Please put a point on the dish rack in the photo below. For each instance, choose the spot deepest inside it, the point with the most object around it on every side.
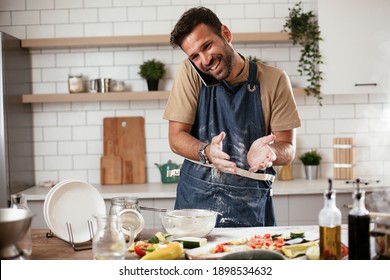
(87, 245)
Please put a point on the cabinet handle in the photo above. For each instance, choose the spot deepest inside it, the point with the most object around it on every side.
(366, 84)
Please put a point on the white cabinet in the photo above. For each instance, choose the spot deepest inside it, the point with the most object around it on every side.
(355, 46)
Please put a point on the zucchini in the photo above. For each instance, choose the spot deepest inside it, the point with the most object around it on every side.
(294, 235)
(191, 242)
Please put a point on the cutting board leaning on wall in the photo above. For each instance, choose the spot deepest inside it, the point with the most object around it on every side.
(123, 161)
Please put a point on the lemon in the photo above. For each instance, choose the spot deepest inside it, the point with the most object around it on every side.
(313, 253)
(293, 251)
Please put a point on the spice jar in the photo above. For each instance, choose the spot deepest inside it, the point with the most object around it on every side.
(75, 83)
(130, 215)
(121, 203)
(109, 242)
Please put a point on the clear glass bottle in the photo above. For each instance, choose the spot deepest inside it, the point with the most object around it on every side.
(109, 241)
(359, 228)
(330, 228)
(123, 202)
(19, 201)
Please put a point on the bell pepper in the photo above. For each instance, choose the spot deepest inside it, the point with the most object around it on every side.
(172, 251)
(141, 249)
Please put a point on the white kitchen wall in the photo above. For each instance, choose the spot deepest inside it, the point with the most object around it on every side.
(68, 136)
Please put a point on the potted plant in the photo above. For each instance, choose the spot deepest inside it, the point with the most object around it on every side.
(304, 31)
(152, 70)
(311, 161)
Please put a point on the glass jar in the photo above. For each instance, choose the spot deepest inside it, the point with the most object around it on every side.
(19, 201)
(330, 228)
(123, 202)
(75, 83)
(128, 210)
(359, 229)
(109, 241)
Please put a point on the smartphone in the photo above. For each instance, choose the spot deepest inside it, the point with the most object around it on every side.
(207, 79)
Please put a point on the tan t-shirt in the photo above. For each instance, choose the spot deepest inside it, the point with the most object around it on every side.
(279, 107)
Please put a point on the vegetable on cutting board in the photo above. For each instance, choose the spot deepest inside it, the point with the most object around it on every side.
(191, 242)
(172, 251)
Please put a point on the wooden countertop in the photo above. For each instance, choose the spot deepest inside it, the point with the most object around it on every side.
(160, 190)
(52, 248)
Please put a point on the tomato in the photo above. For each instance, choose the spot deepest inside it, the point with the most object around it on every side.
(143, 248)
(344, 250)
(279, 242)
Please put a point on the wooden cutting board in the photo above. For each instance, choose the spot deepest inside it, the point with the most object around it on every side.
(111, 166)
(128, 137)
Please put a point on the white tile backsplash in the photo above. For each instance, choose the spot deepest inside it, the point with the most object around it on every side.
(68, 136)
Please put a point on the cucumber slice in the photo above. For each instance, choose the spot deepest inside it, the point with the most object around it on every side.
(298, 234)
(191, 242)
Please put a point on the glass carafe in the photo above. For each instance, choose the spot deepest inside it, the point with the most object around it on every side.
(19, 201)
(109, 241)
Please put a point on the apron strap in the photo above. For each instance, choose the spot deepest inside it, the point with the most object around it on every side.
(252, 76)
(240, 172)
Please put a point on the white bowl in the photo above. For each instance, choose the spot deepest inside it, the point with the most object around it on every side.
(189, 222)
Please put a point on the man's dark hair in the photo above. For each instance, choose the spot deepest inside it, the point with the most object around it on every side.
(192, 18)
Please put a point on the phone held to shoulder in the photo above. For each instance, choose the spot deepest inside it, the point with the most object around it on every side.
(207, 80)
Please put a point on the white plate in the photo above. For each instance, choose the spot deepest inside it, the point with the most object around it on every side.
(49, 194)
(73, 202)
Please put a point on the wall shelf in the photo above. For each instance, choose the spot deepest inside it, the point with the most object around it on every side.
(93, 97)
(109, 96)
(144, 40)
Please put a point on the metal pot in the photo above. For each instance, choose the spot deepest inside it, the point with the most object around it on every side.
(381, 234)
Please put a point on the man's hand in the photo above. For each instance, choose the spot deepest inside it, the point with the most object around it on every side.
(260, 155)
(219, 159)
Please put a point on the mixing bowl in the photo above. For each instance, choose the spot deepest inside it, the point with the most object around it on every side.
(189, 222)
(14, 223)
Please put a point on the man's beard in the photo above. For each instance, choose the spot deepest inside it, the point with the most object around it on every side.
(227, 60)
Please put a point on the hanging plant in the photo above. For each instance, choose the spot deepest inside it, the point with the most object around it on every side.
(304, 31)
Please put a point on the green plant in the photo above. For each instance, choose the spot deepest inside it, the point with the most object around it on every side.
(312, 157)
(152, 70)
(304, 30)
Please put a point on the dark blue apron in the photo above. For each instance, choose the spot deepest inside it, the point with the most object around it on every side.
(242, 201)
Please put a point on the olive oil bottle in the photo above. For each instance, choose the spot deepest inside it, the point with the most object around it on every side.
(359, 228)
(330, 227)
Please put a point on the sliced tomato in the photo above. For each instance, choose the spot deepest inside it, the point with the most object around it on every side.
(220, 248)
(344, 250)
(279, 242)
(143, 248)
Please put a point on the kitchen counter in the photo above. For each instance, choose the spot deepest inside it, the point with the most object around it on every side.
(52, 248)
(160, 190)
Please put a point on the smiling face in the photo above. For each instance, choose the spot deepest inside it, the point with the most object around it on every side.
(212, 54)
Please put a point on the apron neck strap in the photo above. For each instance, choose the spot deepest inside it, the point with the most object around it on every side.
(252, 76)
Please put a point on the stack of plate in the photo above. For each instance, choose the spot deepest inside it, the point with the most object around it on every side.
(74, 203)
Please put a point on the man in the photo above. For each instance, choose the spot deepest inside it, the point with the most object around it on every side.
(230, 133)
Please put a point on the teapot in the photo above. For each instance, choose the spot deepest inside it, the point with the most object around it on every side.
(165, 168)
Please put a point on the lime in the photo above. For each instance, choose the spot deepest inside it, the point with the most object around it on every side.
(293, 251)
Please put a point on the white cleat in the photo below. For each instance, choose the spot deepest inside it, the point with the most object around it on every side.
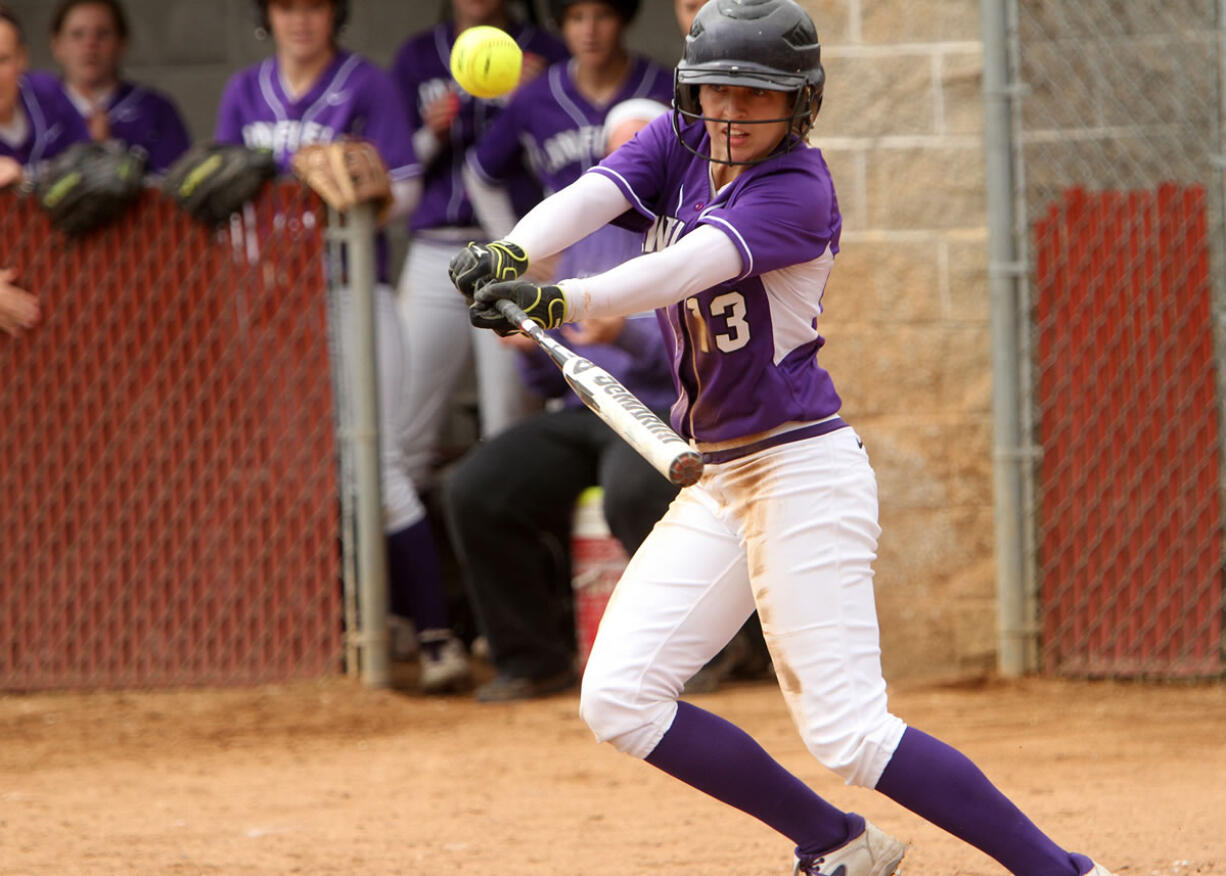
(448, 672)
(873, 853)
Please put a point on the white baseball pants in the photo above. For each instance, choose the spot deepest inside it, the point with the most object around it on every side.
(791, 531)
(402, 507)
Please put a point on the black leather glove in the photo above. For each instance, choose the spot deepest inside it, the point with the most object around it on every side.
(546, 305)
(479, 264)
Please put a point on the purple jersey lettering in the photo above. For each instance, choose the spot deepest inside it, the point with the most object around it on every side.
(146, 118)
(53, 123)
(744, 352)
(352, 97)
(555, 129)
(422, 75)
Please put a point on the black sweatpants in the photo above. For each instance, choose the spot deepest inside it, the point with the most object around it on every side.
(509, 507)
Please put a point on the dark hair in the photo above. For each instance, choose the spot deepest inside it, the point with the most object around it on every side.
(117, 15)
(7, 15)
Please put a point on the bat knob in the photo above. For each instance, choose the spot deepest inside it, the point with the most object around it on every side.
(685, 468)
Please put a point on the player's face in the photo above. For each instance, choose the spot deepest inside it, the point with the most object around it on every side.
(728, 107)
(12, 65)
(685, 11)
(88, 47)
(302, 28)
(592, 33)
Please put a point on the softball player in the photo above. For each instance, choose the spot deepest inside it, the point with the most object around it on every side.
(310, 91)
(36, 120)
(743, 228)
(88, 38)
(445, 121)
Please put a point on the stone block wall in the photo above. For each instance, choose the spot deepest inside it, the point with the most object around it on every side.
(907, 305)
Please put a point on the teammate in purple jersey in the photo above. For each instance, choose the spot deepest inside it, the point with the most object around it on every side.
(744, 226)
(312, 91)
(36, 120)
(88, 38)
(557, 123)
(446, 121)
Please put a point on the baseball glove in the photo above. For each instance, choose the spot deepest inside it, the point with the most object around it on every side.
(345, 173)
(213, 180)
(90, 184)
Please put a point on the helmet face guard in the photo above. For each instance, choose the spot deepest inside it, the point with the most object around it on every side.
(687, 108)
(768, 44)
(262, 28)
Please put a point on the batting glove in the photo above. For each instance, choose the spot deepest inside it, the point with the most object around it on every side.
(479, 264)
(546, 305)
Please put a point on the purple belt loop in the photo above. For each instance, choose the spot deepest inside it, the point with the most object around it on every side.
(720, 456)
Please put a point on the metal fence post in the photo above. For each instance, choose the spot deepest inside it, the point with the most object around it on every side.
(357, 233)
(1004, 268)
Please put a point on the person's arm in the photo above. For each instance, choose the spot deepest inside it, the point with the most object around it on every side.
(698, 261)
(406, 194)
(491, 203)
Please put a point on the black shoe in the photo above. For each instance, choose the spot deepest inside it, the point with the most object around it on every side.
(508, 687)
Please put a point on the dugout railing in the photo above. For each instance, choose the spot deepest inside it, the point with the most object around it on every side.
(169, 468)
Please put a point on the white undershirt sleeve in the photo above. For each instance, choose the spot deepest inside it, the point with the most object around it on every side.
(704, 257)
(570, 215)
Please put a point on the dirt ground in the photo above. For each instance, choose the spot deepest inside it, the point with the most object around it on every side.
(334, 778)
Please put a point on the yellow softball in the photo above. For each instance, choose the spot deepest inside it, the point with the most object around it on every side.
(486, 61)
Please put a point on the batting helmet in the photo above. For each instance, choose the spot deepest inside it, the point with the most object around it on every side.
(770, 44)
(627, 9)
(341, 10)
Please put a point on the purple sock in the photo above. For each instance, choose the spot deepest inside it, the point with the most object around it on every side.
(944, 787)
(413, 580)
(720, 758)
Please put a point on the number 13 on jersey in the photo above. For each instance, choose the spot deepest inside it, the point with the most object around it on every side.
(727, 313)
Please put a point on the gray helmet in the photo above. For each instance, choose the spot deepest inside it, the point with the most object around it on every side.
(770, 44)
(341, 12)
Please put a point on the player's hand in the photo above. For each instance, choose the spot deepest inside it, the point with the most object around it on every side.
(10, 172)
(479, 264)
(19, 309)
(598, 330)
(546, 305)
(440, 113)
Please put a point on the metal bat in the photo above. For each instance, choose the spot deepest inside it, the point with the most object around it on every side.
(617, 406)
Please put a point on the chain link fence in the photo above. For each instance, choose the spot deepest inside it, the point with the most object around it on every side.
(1118, 173)
(169, 479)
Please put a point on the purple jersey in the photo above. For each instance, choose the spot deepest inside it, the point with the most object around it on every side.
(555, 128)
(352, 97)
(422, 74)
(744, 352)
(53, 123)
(146, 118)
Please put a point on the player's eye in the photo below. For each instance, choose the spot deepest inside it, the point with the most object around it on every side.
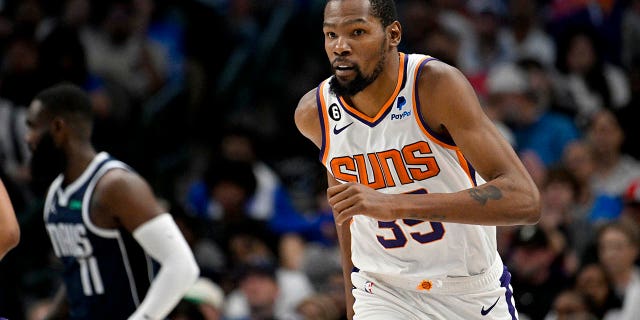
(330, 35)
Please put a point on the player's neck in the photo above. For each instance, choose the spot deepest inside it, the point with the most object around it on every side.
(373, 98)
(78, 159)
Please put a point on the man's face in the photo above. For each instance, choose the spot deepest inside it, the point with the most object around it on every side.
(356, 45)
(48, 159)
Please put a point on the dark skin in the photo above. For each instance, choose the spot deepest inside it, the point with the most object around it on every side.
(509, 197)
(9, 228)
(121, 198)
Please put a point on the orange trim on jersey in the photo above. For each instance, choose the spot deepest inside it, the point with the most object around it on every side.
(387, 104)
(418, 113)
(325, 125)
(465, 166)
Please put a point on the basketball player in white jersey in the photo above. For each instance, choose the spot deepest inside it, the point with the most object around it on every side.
(104, 222)
(418, 175)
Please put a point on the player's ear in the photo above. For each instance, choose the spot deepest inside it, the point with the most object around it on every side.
(58, 128)
(394, 32)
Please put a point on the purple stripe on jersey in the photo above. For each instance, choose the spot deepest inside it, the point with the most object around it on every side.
(446, 139)
(505, 282)
(321, 117)
(472, 172)
(406, 65)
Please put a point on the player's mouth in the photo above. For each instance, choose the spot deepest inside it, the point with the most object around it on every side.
(344, 70)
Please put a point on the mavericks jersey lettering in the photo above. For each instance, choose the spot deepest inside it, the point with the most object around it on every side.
(396, 152)
(106, 273)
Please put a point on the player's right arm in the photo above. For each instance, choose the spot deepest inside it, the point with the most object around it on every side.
(127, 200)
(59, 307)
(308, 123)
(9, 229)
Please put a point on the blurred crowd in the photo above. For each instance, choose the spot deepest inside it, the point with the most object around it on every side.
(198, 96)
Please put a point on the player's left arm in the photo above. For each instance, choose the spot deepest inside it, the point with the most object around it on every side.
(450, 107)
(9, 228)
(127, 198)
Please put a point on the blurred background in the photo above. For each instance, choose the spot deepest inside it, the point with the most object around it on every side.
(198, 96)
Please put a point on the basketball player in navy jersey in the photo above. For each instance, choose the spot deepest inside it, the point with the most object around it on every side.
(9, 228)
(418, 175)
(104, 222)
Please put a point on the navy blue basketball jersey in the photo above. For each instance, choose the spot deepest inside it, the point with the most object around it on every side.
(106, 272)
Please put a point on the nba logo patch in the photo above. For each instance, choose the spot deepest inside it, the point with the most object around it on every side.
(368, 287)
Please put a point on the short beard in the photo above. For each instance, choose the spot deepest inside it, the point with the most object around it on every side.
(47, 162)
(360, 82)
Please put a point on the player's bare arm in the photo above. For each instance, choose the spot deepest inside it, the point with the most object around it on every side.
(307, 120)
(308, 123)
(9, 229)
(509, 197)
(126, 199)
(123, 198)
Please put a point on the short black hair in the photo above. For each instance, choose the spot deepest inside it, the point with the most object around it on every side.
(66, 100)
(385, 10)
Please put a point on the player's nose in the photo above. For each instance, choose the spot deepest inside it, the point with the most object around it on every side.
(341, 47)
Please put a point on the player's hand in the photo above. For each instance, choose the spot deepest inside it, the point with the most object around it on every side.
(350, 198)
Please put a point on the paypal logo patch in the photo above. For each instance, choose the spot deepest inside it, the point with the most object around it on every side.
(399, 104)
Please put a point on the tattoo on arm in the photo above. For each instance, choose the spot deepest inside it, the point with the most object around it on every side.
(484, 194)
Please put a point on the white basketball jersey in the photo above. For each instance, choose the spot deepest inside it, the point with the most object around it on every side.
(396, 152)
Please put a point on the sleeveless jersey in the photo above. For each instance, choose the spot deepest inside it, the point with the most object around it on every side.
(396, 152)
(105, 271)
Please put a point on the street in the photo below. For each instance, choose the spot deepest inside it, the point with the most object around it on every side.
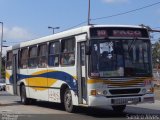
(11, 106)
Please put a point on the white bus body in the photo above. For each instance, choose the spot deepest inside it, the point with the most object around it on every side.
(34, 69)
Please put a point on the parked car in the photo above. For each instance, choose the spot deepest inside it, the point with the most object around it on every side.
(2, 84)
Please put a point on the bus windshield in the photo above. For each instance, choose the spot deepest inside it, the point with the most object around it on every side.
(120, 58)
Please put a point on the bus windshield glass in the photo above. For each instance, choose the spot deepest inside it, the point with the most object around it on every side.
(120, 58)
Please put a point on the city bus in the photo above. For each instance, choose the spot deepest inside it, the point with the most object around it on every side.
(91, 66)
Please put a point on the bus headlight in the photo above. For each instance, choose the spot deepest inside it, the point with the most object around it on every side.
(99, 92)
(144, 90)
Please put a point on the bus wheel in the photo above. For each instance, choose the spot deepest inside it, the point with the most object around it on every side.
(119, 108)
(24, 99)
(68, 101)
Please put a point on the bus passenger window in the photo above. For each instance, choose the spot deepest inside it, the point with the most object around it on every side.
(32, 62)
(68, 52)
(54, 50)
(42, 54)
(9, 61)
(24, 58)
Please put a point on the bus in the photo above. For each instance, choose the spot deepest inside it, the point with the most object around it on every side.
(92, 66)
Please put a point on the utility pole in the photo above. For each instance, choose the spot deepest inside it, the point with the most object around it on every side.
(1, 51)
(89, 10)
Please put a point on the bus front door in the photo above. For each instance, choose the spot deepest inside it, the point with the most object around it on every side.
(14, 71)
(81, 73)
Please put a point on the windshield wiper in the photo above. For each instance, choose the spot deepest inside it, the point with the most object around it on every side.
(130, 46)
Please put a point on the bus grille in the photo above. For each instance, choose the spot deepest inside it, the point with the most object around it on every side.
(125, 91)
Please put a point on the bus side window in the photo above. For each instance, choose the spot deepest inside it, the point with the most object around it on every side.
(54, 51)
(32, 61)
(9, 60)
(42, 54)
(68, 52)
(24, 58)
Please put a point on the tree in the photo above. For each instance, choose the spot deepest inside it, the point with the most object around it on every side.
(156, 54)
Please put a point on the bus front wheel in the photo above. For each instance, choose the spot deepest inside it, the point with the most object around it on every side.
(68, 101)
(119, 108)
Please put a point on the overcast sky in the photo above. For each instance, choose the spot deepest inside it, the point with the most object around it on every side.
(29, 19)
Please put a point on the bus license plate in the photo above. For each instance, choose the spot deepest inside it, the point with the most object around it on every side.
(121, 101)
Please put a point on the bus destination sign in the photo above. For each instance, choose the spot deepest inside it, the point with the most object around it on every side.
(118, 32)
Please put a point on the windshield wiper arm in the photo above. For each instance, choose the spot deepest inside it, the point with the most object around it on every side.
(130, 46)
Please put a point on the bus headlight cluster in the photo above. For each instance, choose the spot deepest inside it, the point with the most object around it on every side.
(99, 92)
(148, 90)
(144, 90)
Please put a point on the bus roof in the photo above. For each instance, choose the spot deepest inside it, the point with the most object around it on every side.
(67, 33)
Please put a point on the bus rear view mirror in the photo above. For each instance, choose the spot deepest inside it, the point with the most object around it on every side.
(88, 49)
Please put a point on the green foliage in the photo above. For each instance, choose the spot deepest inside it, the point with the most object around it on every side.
(156, 54)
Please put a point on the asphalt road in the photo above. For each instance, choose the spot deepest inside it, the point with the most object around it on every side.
(11, 108)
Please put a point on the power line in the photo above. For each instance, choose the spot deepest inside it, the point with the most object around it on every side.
(118, 14)
(130, 11)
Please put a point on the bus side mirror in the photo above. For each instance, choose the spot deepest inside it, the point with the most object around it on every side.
(88, 50)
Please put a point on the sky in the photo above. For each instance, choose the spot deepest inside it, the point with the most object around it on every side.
(29, 19)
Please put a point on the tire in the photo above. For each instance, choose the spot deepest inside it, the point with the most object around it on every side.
(119, 108)
(24, 99)
(68, 101)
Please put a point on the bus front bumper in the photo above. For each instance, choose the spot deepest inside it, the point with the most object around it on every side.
(104, 101)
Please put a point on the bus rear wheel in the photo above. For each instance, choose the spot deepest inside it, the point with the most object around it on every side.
(24, 99)
(68, 101)
(119, 108)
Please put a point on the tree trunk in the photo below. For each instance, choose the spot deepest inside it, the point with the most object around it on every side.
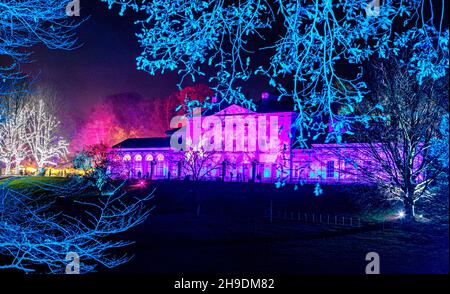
(17, 170)
(408, 203)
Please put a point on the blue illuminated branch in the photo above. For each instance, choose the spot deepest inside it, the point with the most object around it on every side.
(34, 235)
(319, 39)
(188, 36)
(25, 23)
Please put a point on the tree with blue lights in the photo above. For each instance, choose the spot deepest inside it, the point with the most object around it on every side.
(316, 61)
(407, 130)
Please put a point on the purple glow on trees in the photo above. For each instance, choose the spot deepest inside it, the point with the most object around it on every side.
(43, 140)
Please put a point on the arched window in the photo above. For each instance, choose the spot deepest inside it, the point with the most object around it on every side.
(161, 169)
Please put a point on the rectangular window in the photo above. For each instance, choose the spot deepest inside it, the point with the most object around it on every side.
(330, 169)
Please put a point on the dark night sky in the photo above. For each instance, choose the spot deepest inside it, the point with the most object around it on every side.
(104, 65)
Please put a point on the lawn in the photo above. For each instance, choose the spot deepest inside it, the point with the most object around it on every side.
(183, 243)
(32, 181)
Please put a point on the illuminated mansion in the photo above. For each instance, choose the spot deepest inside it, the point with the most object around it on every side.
(243, 146)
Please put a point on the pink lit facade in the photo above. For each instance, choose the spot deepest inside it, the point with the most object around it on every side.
(251, 150)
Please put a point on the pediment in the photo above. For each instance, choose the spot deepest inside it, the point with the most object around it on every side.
(233, 110)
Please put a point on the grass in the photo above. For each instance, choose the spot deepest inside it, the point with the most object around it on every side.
(31, 182)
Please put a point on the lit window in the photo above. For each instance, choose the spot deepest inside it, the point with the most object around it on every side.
(267, 171)
(330, 169)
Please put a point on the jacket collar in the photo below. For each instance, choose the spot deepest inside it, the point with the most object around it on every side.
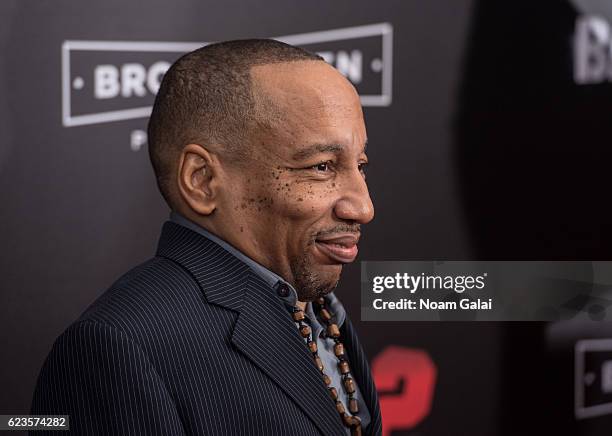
(275, 346)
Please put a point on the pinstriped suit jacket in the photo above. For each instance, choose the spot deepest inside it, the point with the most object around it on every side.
(193, 342)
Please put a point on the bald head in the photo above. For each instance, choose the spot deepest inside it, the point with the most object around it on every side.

=====

§ **BRIEF**:
Output only the lines from the one that contains "Please put a point on the rectangular" to the end of the entries above, both end lines included, and drop the pictures.

§ **RESPONSE BELOW**:
Please put a point on the rectangular window in the photo above. For each instance, choose the spot deepest inside it, the point with the most object around it on every side.
(330, 169)
Please put a point on the dark night sky in the photo above. For each instance, choose the spot deepest inside it, the point with the most object around it on every side.
(104, 65)
Please put a point on the lawn in the photo above. For each instance, choose the spot deepest inside it, the point with the most object around it on every side.
(183, 243)
(32, 181)
Please put a point on the illuminated mansion in the photo above. For each instance, choose the spot deepest inside it, the point with the most object around it on every side.
(243, 146)
Please put a point on the pink lit facade in the photo above. For each instance, choose the spot deepest inside it, the point with the most object around it on every side.
(251, 150)
Please put a point on the pediment in the photo above. For each instance, choose the spot deepest inside it, the point with the most object around it on every side.
(233, 110)
Please put a point on the grass in the photo above. For each instance, choose the spot deepest inside it, the point with the most object around it on every side.
(31, 182)
Please put a point on the lit window in the photo above. For each instance, choose the spot deepest inside it, the point with the most object around it on every side.
(267, 171)
(330, 169)
Please put a point on the jacket collar in the photo below. For each instance, choose the spot deepest inside it, the point with the most object around it on every side.
(275, 346)
Please put a point on the pinstriped suit jacket in the photo above. For each instance, choose the spot deepest inside it, the point with the most object around it on every side.
(193, 342)
Please put a point on the bald head in the photo above. For each instance, choose the spot deepest inside it, the point with the most object around it on every side.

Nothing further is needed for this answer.